• **What to work on**:
Scale the part of the listing that opens with the line containing "Find green shrub. Box format: 13;21;165;189" and closes with the line containing "228;26;260;44". Reproduce every line in it, multiplying each bounding box coordinate by 1.25 and rounding to whole numbers with halves going up, and leave every other number and all other text unchanged and the pictures out.

• **Task material**:
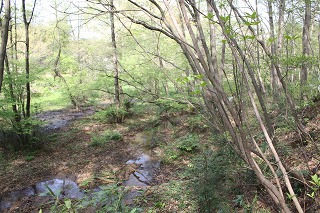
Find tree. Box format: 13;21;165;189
300;0;311;101
0;0;11;93
110;0;120;107
22;0;37;118
89;0;303;212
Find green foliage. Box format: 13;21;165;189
93;106;128;123
42;184;142;213
90;131;122;146
184;136;255;213
82;184;141;213
177;134;199;152
307;174;320;199
187;115;208;131
156;97;189;115
233;195;258;213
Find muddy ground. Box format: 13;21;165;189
0;107;175;212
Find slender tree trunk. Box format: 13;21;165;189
22;0;36;118
300;0;311;101
268;0;279;95
110;0;120;107
0;0;11;93
277;0;286;53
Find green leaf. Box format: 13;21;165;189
243;36;256;40
220;15;230;22
284;35;292;40
64;199;71;209
307;192;315;199
205;13;214;19
130;208;137;213
268;38;276;43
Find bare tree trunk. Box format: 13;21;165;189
53;48;78;110
277;0;286;53
110;0;120;107
22;0;37;118
268;0;279;95
0;0;10;93
300;0;311;101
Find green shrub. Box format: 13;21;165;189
177;134;199;152
93;106;128;123
90;131;122;146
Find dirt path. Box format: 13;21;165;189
0;110;160;212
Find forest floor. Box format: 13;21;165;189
0;101;320;212
0;104;200;212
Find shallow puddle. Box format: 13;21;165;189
0;178;84;212
123;153;160;186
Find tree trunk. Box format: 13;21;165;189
110;0;120;107
300;0;311;101
0;0;10;93
22;0;37;118
268;0;279;95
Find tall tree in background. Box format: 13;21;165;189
110;0;120;107
300;0;311;101
22;0;37;118
0;0;10;93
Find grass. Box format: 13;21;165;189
90;131;122;146
32;91;71;111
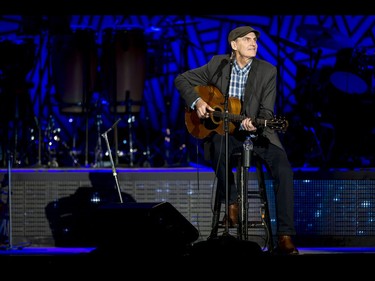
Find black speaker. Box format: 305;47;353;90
91;202;199;256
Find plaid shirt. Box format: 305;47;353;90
229;60;253;101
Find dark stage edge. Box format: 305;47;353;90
0;240;375;268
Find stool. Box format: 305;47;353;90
209;151;274;252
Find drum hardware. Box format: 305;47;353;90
94;114;104;168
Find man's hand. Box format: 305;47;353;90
195;99;215;119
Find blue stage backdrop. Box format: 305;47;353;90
0;14;375;168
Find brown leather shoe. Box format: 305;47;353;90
276;235;299;255
223;203;239;227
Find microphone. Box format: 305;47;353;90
102;118;121;137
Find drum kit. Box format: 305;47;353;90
0;23;185;167
284;24;375;165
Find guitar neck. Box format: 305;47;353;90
212;111;246;122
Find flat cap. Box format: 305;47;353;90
228;26;260;44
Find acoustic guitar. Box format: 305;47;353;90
185;86;288;139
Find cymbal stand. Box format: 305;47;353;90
94;114;103;167
102;118;123;203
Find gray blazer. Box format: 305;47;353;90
175;54;284;149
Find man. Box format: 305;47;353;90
175;26;299;255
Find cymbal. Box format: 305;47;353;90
297;24;354;50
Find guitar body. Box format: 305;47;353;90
185;86;289;139
185;86;241;139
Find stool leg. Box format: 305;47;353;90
255;160;274;252
207;186;221;239
238;165;248;240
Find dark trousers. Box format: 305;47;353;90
210;134;296;235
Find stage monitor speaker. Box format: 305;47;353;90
92;202;199;256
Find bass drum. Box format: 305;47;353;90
330;48;369;94
101;28;147;113
51;28;98;113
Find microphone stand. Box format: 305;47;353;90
223;56;233;235
102;118;123;203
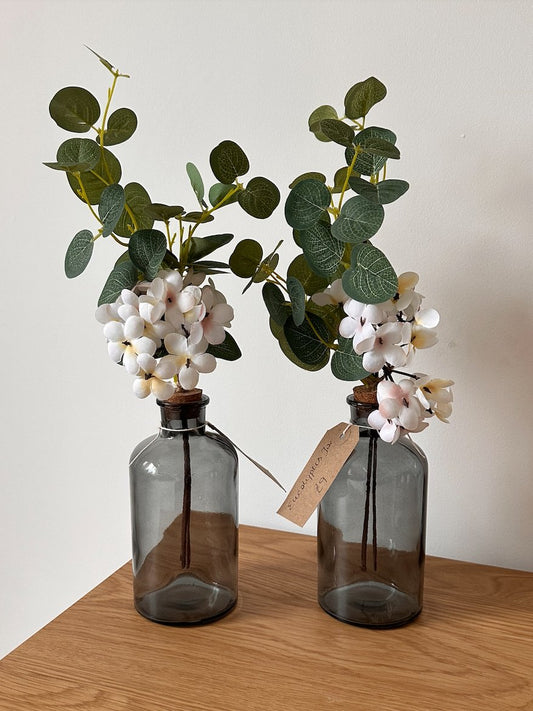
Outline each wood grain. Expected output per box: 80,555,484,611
0,526,533,711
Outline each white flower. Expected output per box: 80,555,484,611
368,378,428,444
104,315,156,375
354,322,411,373
339,299,385,350
165,323,216,390
133,353,176,400
416,376,454,422
311,279,349,306
201,279,234,345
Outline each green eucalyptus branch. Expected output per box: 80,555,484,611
230,77,409,381
45,48,280,304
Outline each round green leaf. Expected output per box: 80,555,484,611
237,177,280,220
262,281,290,326
185,163,205,206
344,77,387,121
49,86,100,133
287,254,329,296
67,148,122,205
128,230,167,281
65,230,94,279
287,277,305,326
114,183,154,237
98,259,139,306
308,104,339,142
350,177,409,205
269,318,329,372
320,119,355,146
299,221,344,277
289,173,327,190
98,184,125,237
209,183,237,207
331,196,385,244
104,109,137,146
342,243,398,304
331,337,368,382
229,239,263,279
188,234,233,264
206,331,242,360
345,126,396,175
283,313,329,368
57,138,100,172
285,178,331,230
209,141,250,185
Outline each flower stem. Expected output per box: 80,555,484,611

• **Result below**:
Find green shrub. Box format: 13;21;165;189
221;168;249;190
116;133;160;154
113;164;153;183
Find dirt path. Box format: 13;21;165;189
0;138;200;265
Find forest floor. Box format: 13;21;165;189
0;126;400;265
0;130;250;265
Find shallow puddle. Box format: 13;21;165;189
0;223;105;265
154;191;200;233
Find tree trunk. Box format: 13;21;165;189
138;0;150;134
375;0;389;126
0;0;13;116
28;0;46;148
335;0;349;119
Find tall tree in background. Box format: 13;21;165;189
138;0;150;134
375;0;389;126
28;0;46;148
0;0;13;116
Find grass. Box format: 13;21;165;189
113;164;153;183
40;114;89;139
Find black speaker. Box format: 305;47;353;90
114;253;249;320
Find plaid shirt. Box format: 305;47;353;90
286;75;316;126
Find dark stage edge. Box format: 305;47;353;90
0;300;469;335
Find stool. Box format: 305;47;353;90
261;189;343;315
Find drum hardware. Box format: 305;47;353;90
118;143;130;210
Find man's hand. Box format: 305;47;353;90
244;124;269;149
Find blue stage backdrop. Box format: 305;47;353;90
0;18;469;210
Find brown leather shoe. Box format: 305;47;353;90
345;294;374;319
279;254;299;284
Find microphone. Box format: 305;47;353;90
128;148;151;171
Find drum kit. Box format: 305;47;353;90
0;29;231;209
355;30;469;206
Find guitar neck. Box format: 305;47;353;90
265;139;308;153
Find flat cap. Box format: 305;47;353;90
285;33;325;55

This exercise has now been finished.